- **Task to carry out**
Reproduce the entire listing word for word.

— start of Data records —

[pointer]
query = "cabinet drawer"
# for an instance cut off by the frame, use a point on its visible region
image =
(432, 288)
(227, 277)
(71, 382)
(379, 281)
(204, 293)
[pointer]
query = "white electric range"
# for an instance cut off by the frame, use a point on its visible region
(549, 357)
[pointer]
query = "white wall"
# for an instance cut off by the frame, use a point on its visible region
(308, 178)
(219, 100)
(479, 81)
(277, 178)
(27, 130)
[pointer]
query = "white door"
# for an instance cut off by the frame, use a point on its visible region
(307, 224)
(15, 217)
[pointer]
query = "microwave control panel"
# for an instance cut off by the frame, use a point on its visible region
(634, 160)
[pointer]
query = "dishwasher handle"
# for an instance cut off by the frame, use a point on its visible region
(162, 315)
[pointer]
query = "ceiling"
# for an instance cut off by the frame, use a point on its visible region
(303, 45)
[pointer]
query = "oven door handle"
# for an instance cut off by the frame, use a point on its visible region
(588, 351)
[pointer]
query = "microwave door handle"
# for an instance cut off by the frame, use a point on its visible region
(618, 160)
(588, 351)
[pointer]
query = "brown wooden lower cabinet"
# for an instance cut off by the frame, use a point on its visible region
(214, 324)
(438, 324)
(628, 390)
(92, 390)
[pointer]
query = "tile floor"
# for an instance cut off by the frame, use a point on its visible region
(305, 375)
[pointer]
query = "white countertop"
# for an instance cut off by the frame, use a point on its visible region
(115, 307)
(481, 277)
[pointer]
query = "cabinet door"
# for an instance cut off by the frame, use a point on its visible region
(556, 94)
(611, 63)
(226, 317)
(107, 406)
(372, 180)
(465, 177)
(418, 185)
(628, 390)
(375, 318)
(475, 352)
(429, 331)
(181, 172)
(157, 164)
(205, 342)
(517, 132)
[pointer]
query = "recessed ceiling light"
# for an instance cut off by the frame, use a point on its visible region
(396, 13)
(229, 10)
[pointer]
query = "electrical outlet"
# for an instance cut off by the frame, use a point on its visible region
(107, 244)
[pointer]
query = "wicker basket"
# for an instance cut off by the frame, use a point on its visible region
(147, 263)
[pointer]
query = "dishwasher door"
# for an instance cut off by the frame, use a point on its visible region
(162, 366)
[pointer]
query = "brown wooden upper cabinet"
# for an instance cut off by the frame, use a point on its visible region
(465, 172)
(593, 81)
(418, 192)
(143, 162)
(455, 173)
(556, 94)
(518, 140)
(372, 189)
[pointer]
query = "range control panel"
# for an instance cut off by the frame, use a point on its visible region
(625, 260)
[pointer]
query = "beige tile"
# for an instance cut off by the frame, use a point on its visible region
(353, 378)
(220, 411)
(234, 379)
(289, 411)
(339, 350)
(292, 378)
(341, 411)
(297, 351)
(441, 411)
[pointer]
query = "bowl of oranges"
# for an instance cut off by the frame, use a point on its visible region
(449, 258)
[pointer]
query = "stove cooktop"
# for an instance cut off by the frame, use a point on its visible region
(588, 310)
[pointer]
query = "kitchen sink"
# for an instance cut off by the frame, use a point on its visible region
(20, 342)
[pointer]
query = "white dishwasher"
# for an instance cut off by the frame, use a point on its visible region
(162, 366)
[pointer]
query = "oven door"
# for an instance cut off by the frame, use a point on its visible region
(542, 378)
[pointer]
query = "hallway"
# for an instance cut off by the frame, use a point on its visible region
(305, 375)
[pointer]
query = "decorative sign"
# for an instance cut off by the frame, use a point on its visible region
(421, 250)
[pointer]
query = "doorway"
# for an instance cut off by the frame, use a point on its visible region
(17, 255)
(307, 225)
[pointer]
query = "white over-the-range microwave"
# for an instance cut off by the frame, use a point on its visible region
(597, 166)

— end of Data records —

- **Result of the task**
[pointer]
query = "cabinet drawer"
# for an instance cut off by the frame, use a point on its visible region
image =
(432, 288)
(227, 277)
(71, 382)
(379, 281)
(204, 293)
[pointer]
query = "white electric range"
# for an instance cut off by the frame, use a point on its visible region
(549, 357)
[pointer]
query = "white wall"
# for an instance cut off by the frame, use a point on its visible region
(308, 178)
(219, 100)
(479, 81)
(277, 178)
(27, 130)
[pointer]
query = "white door"
# for an instance cut off by the frame, use a point on its visible region
(307, 224)
(15, 217)
[pointer]
query = "microwave control panel"
# for an instance cut off by the frame, use a point on its visible region
(634, 160)
[pointer]
query = "dishwasher handle"
# for an instance cut off by the frame, use a point on its visible region
(162, 315)
[pointer]
query = "ceiling"
# for an instance cut off by the frame, use a point on its visible region
(303, 45)
[pointer]
query = "oven door handle"
# for an instance cut off by the frame, use a point on its visible region
(588, 351)
[pointer]
query = "microwave door handle"
# for an instance cut off by the frame, use a point on its visible region
(618, 160)
(588, 351)
[pointer]
query = "brown wooden lower cabinet"
# for an instance cut off by the frame, use a point on its visible region
(214, 324)
(438, 324)
(628, 390)
(92, 390)
[pointer]
query = "tile floor"
# for an instance cut off by the frame, use a point on its visible region
(305, 375)
[pointer]
query = "white countertop"
# for an instance cut off by the frame, use a point on its visible region
(115, 307)
(481, 277)
[pointer]
query = "cabinet door"
# for an instance cut off by the frame, use a point on its visible region
(556, 94)
(611, 63)
(226, 317)
(107, 406)
(372, 180)
(465, 177)
(418, 185)
(628, 390)
(375, 318)
(475, 352)
(429, 331)
(181, 172)
(157, 164)
(205, 342)
(517, 132)
[pointer]
query = "recessed ceiling light"
# for an instance cut off by the frame, use a point on its visible region
(396, 13)
(229, 10)
[pointer]
query = "electrical outlet"
# for an instance cut off by the frame, use a point on its visible region
(107, 244)
[pointer]
query = "wicker basket"
# for an instance cut off by the frame, use a point on its visible region
(147, 263)
[pointer]
query = "dishwasher door"
# for an instance cut off by the frame, use a point on its visible region
(162, 366)
[pointer]
query = "brown wooden upper cabinet"
# for an instance cut off by the frame, use a point on its visible region
(465, 172)
(593, 81)
(418, 192)
(143, 162)
(455, 173)
(556, 94)
(518, 140)
(372, 189)
[pointer]
query = "range control panel"
# for an instance cut off by the frame, use a point on its visible region
(625, 260)
[pointer]
query = "beige tile"
# for an instance cut off by the frame, use a point on its visible region
(353, 378)
(220, 411)
(234, 379)
(289, 411)
(339, 350)
(292, 378)
(341, 411)
(297, 351)
(441, 411)
[pointer]
query = "bowl of oranges"
# for an instance cut off by the frame, use a point on its visible region
(449, 258)
[pointer]
query = "stove cooktop"
# for an instance cut off by the frame, use a point on its visible region
(588, 310)
[pointer]
query = "kitchen sink"
# for an instance cut off by the frame, use a point on its visible region
(20, 342)
[pointer]
query = "white dishwasher"
# for an instance cut off by the frame, use a point on its visible region
(162, 366)
[pointer]
query = "oven door"
# for an instance cut off by the frame, use a point on its visible region
(542, 378)
[pointer]
query = "hallway"
# for an instance cut off by the frame, use a point on its visible region
(305, 375)
[pointer]
query = "decorative sign"
# for an instance cut off by the frame, use a point on its visible region
(421, 250)
[pointer]
query = "doorway"
# for an instance cut off by the frame, use a point on its visible region
(17, 255)
(307, 225)
[pointer]
query = "white over-the-range microwave"
# for an instance cut off by the frame, use a point on its visible region
(597, 166)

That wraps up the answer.